* Requirements *
Every line from the one with "Could you point to the white flower in" through the final line must be written out exactly, and no other line; omit the pictures.

### Task material ###

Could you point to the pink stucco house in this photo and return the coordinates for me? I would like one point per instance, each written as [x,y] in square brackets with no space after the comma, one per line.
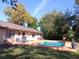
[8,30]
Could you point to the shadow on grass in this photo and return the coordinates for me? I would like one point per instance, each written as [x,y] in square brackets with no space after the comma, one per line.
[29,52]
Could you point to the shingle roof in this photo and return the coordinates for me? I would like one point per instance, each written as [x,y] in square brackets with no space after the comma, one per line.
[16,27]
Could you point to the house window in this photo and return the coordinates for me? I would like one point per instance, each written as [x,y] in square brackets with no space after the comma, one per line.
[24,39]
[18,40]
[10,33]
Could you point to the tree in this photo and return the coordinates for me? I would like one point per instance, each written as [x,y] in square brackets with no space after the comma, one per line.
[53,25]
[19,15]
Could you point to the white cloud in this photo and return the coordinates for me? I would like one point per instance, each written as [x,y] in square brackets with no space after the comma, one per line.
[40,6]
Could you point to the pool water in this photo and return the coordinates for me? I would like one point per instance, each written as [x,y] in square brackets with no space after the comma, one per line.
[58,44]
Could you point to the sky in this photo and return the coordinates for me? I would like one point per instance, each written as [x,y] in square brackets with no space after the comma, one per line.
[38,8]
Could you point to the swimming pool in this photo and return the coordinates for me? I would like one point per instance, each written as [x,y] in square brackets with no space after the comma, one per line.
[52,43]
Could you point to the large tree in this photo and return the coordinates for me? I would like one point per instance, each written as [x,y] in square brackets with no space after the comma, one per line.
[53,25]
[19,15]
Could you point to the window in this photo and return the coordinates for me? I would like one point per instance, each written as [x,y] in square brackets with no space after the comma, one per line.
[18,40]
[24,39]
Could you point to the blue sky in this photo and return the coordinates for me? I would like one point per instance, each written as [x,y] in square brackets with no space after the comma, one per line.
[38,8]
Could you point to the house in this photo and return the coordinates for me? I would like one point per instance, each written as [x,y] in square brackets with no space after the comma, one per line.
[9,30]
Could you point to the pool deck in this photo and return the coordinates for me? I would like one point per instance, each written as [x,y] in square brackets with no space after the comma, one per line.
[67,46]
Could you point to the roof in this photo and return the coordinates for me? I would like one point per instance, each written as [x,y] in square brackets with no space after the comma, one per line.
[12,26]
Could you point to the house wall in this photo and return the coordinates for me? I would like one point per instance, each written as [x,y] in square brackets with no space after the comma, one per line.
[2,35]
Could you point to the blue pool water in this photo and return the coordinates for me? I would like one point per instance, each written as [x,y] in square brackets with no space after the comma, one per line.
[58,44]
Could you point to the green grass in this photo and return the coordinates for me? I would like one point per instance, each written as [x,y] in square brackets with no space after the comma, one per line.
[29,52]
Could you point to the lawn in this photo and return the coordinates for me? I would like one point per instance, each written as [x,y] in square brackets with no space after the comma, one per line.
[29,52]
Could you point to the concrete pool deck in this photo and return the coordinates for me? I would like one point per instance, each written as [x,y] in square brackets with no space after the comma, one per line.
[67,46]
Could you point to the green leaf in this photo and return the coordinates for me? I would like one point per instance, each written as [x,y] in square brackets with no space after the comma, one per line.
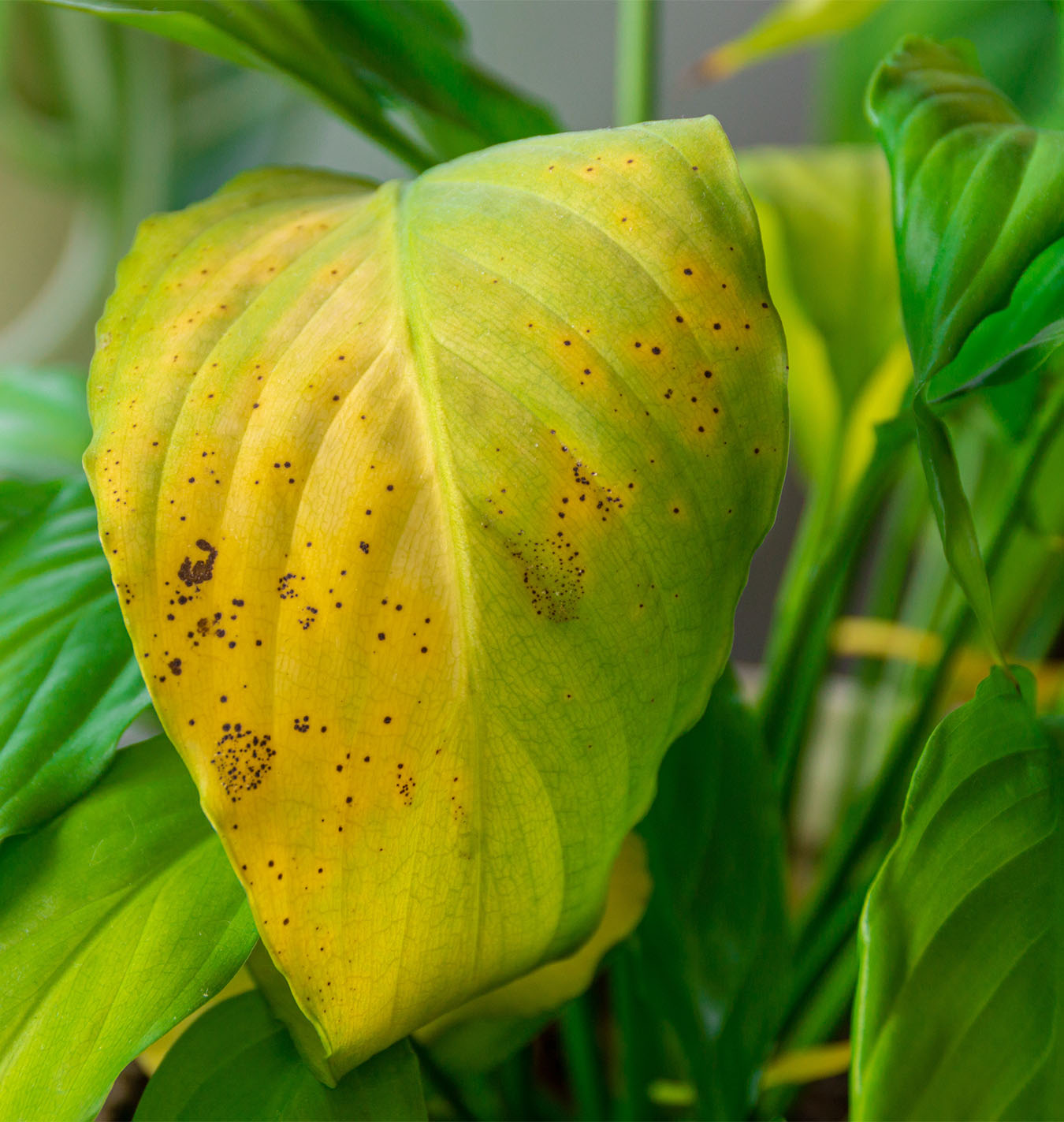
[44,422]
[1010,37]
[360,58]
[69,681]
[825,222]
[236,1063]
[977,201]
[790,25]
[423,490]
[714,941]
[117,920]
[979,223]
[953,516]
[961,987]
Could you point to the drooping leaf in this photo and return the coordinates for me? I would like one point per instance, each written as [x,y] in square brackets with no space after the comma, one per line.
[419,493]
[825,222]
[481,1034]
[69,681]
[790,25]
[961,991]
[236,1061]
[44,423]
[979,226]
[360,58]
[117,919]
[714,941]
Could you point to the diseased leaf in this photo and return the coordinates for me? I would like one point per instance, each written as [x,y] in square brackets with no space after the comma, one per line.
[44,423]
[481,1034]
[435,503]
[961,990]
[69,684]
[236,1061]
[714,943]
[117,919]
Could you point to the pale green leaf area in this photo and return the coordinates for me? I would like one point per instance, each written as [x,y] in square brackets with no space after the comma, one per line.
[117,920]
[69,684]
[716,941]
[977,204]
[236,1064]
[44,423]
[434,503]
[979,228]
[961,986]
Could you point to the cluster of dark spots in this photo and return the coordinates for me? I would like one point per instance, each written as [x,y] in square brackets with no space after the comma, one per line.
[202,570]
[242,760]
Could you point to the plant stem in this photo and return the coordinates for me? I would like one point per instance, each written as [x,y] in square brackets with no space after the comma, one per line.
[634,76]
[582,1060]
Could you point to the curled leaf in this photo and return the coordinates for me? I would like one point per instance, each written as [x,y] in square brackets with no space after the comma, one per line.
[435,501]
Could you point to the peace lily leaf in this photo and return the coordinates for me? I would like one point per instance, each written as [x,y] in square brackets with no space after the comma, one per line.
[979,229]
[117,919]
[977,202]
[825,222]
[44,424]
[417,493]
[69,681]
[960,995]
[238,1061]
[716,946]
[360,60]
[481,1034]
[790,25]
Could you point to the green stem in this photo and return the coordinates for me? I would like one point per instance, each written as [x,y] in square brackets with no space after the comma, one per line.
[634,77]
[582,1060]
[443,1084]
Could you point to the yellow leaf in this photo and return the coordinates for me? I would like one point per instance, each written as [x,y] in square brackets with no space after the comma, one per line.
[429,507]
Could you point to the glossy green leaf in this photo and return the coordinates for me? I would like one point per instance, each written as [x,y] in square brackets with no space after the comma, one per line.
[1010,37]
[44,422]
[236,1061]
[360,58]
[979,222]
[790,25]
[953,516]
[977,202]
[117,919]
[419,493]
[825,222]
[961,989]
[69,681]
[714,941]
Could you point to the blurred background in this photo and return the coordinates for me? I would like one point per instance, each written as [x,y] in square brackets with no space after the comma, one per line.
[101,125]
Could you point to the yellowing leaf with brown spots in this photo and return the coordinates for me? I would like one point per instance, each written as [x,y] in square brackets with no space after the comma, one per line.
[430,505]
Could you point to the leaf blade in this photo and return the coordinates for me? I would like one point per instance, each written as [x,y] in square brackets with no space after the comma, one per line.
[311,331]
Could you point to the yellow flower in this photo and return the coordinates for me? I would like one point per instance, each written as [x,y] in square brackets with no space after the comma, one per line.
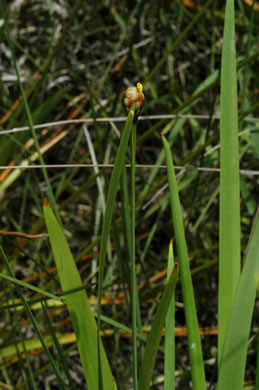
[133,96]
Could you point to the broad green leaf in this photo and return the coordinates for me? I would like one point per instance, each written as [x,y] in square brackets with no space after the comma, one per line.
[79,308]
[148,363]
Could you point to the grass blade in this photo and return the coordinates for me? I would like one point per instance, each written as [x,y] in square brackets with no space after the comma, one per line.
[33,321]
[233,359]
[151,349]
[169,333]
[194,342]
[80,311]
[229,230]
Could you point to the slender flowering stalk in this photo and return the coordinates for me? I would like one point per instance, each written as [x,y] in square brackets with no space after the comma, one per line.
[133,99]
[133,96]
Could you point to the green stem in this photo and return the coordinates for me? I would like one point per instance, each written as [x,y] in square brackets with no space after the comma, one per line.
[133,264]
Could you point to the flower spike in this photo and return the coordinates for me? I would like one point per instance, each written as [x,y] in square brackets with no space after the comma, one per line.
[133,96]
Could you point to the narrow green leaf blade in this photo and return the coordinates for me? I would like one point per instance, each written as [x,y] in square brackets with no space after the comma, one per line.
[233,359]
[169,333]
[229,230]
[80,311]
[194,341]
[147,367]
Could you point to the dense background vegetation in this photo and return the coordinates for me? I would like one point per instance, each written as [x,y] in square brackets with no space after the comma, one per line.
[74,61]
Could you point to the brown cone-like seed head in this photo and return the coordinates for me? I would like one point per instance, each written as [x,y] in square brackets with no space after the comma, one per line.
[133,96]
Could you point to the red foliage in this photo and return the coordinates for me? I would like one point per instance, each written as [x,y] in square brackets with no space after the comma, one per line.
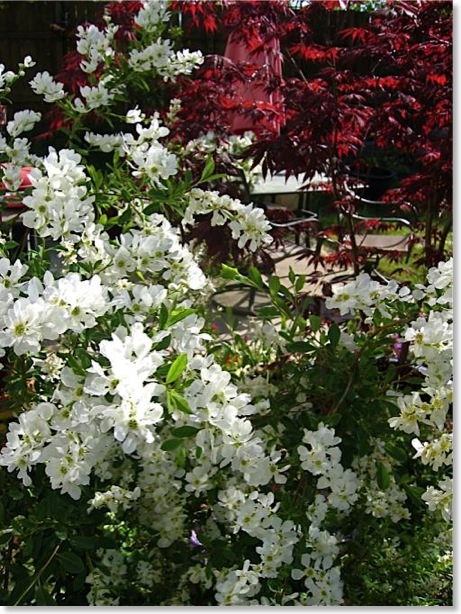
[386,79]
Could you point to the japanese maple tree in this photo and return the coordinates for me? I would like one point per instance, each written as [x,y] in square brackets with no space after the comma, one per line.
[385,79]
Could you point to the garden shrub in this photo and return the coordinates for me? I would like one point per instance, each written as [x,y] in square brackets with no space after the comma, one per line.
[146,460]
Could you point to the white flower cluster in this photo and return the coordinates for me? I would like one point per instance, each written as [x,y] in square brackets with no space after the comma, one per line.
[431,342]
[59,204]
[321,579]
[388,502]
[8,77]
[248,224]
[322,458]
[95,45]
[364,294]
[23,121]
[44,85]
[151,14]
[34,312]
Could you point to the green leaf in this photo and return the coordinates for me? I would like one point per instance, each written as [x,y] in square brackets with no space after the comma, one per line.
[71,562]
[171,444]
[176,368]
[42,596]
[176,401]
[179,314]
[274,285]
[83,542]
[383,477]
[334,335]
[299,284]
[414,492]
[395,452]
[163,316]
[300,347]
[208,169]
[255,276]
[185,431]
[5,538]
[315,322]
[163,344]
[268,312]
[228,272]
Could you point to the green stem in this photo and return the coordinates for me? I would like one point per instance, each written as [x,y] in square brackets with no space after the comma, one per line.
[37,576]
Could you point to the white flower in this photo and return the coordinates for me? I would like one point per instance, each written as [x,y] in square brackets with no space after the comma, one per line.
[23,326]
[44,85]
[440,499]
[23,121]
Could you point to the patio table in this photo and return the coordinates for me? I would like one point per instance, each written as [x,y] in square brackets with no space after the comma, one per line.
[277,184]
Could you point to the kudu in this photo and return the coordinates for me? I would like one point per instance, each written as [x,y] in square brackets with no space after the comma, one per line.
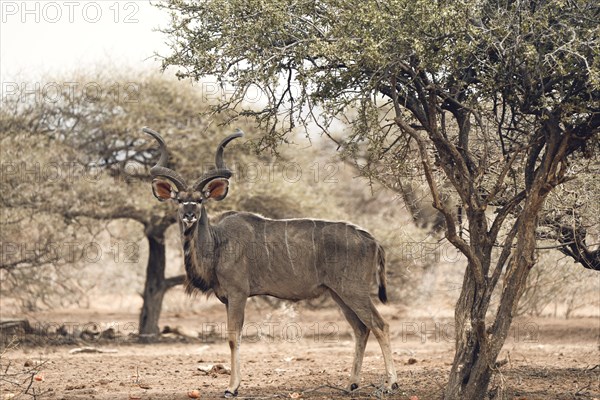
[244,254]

###

* Result of this exercise *
Could you point to the white flower in this photo and return the coordinates for me? I would like one point per instance, each written as [x,y] in square brackets with no space after the comma, one per line.
[23,326]
[44,85]
[440,499]
[23,121]
Could you point to the patio table in this photo and return the coordinates for me? I would like one point per instance, each written as [x,y] in square brackets with no space after the comma, one per line.
[277,184]
Could you point to the kudu in this photo and return the coordinates for me? I would like one point per instance, each written as [x,y] in square brackets with no space after the comma, one per line.
[244,254]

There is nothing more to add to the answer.